# Work item:
Please filter the entries and return only the lines that include "wooden".

(Recorded information Opens)

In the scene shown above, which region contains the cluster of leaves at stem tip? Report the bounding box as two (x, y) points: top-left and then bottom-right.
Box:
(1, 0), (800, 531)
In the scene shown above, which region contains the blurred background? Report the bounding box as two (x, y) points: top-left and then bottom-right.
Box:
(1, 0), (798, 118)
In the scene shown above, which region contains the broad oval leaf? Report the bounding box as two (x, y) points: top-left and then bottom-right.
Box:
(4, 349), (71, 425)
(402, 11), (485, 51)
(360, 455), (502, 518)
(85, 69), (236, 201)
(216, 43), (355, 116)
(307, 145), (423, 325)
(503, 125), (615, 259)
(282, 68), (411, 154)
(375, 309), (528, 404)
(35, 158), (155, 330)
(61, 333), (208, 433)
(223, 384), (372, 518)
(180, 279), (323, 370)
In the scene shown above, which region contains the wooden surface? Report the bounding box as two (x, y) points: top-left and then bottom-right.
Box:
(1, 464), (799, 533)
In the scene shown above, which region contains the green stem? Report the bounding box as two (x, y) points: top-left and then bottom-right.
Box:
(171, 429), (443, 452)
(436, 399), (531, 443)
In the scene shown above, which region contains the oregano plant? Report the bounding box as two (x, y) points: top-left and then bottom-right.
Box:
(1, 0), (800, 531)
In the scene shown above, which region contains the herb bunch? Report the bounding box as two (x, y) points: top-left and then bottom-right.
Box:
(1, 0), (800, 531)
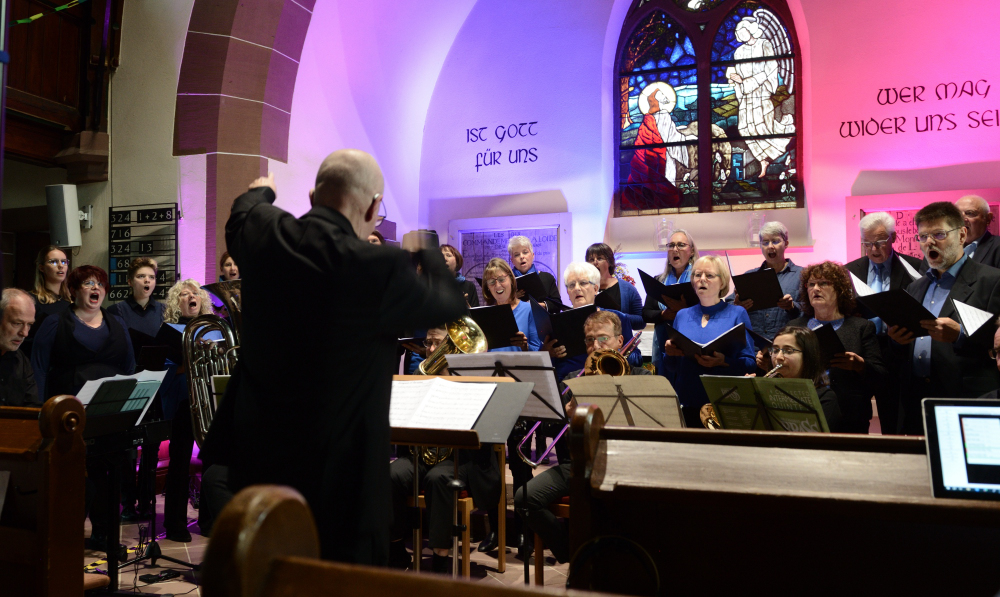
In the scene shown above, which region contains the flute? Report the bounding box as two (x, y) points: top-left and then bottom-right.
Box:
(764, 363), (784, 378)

(Recorded information Closes)
(Recorded information Opens)

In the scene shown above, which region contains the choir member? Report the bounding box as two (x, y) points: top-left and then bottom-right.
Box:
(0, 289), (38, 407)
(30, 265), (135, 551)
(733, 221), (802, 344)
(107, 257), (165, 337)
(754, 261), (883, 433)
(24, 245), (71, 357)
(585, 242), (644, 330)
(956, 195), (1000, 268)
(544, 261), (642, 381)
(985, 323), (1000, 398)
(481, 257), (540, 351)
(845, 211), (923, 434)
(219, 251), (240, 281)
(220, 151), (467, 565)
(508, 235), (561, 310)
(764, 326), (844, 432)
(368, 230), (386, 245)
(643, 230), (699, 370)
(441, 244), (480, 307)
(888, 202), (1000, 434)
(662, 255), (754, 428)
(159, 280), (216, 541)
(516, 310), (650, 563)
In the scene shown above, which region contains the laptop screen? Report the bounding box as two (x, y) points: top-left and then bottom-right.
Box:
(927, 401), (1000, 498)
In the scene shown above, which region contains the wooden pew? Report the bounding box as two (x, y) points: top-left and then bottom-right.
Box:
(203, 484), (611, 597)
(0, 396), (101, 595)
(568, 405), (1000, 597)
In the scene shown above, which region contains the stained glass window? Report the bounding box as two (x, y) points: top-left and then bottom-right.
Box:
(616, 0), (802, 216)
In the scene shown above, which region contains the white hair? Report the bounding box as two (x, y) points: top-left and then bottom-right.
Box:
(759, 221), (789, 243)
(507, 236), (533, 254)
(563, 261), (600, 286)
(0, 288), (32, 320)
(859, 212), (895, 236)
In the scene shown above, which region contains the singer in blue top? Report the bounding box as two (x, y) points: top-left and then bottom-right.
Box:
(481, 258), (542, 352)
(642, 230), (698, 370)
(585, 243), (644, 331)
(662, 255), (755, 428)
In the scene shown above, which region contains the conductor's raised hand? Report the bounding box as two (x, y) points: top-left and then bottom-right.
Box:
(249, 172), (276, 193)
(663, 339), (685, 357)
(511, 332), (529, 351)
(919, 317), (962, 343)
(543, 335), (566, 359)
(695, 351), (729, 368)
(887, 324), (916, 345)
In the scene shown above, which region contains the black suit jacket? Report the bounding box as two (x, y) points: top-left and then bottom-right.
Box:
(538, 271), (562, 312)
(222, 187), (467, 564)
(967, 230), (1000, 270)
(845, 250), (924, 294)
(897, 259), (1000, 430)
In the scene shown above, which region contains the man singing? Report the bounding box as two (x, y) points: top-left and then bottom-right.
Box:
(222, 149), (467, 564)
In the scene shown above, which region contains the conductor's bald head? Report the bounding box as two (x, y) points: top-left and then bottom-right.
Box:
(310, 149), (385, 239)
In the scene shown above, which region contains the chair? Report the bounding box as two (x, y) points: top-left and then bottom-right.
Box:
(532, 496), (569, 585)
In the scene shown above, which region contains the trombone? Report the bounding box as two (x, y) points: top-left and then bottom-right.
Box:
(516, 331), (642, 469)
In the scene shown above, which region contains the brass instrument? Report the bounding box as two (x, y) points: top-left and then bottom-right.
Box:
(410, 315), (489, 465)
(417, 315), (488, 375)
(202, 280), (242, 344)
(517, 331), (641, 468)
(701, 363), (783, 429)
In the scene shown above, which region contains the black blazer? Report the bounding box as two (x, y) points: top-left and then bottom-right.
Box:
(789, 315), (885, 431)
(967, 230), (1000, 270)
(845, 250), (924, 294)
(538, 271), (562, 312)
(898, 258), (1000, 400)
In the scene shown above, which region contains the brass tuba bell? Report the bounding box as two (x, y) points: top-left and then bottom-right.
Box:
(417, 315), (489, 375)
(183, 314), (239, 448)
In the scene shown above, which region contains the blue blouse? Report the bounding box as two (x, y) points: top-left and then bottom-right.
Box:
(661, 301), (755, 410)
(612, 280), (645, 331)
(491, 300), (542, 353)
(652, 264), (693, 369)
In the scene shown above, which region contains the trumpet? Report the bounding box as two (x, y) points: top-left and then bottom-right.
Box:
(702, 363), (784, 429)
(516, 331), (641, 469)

(Recorded information Closes)
(Recorded information Opens)

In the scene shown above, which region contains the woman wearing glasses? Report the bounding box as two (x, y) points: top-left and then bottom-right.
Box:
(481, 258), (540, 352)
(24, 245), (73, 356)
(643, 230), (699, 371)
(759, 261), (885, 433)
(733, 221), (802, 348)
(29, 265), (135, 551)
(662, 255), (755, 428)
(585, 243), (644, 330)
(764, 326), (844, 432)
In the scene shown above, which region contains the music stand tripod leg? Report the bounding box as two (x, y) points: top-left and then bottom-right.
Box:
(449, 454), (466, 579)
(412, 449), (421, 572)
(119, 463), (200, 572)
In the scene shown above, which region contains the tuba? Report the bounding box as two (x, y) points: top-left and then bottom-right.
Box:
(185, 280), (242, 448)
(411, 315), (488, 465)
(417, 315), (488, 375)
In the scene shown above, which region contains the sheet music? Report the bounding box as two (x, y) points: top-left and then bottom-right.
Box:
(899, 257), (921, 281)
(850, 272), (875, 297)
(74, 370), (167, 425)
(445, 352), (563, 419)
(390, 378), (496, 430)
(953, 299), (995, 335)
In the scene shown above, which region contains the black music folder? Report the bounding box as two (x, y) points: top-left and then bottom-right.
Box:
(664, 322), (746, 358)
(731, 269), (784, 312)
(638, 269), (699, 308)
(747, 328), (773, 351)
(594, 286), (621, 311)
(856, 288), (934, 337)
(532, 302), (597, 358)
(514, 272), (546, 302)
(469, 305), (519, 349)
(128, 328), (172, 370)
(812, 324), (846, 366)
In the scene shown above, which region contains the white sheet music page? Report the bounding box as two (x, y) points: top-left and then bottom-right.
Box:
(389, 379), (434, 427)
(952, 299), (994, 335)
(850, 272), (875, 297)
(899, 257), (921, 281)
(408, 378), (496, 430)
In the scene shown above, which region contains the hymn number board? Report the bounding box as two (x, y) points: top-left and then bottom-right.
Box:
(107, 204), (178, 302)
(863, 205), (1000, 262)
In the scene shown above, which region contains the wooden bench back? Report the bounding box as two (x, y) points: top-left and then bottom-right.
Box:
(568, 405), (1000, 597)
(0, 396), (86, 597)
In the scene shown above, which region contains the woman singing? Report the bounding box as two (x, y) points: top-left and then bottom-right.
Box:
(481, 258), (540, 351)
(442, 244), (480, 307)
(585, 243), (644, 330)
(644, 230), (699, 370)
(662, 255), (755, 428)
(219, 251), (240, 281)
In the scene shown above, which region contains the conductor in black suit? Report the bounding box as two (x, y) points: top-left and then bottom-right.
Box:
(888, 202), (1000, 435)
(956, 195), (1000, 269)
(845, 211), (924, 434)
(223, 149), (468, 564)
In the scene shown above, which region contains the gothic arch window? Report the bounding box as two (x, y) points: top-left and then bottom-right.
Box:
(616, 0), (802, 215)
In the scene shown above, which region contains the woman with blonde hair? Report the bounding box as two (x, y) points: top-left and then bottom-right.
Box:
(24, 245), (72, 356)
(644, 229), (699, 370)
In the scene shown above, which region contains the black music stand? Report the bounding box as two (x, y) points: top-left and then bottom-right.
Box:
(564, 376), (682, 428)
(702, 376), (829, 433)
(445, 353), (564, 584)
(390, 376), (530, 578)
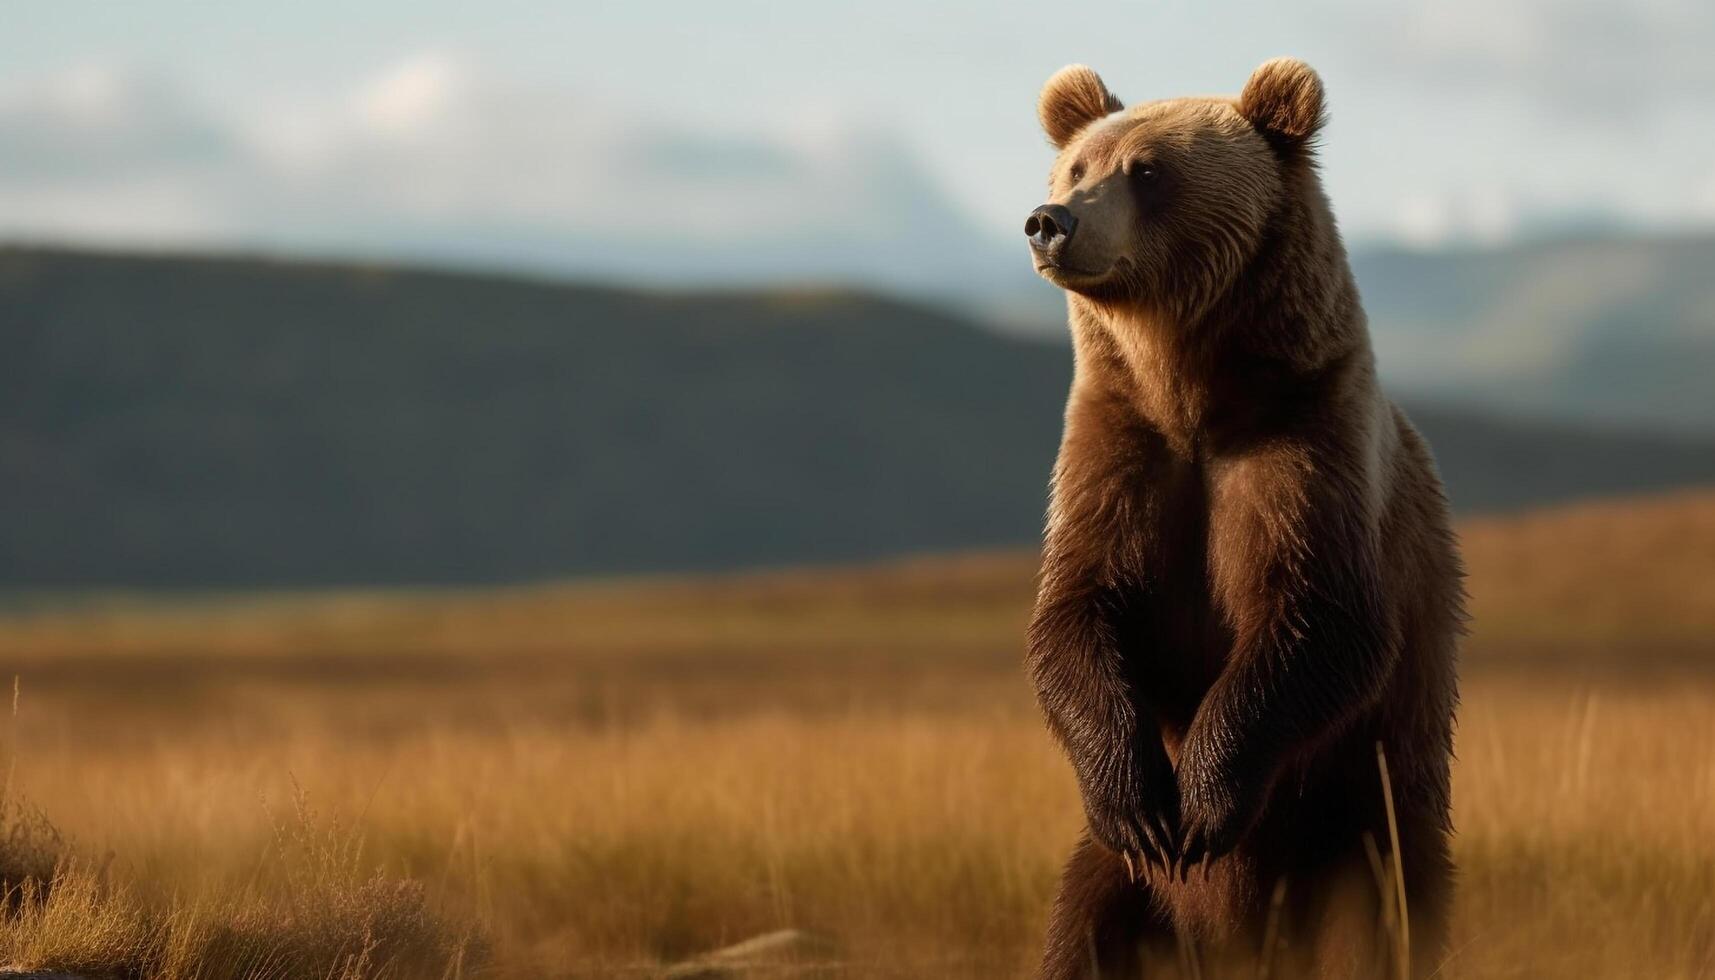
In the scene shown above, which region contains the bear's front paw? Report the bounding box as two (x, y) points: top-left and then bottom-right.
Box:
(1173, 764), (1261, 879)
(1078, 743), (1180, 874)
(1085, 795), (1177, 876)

(Recorded information Closes)

# Exercise solution:
In the scene shown above, which region contains the wooden surface? Report the bounding box as two (x, y) points: top-left and then bottom-right.
In the scene shown above, which region contains the wooden pew? Report the bounding box as two (x, y) points: top-left and then bottom-right.
In the scene shown above, which region contains the wooden bench back? Report the bounding box as two (x, y) points: top-left and then bottom-right.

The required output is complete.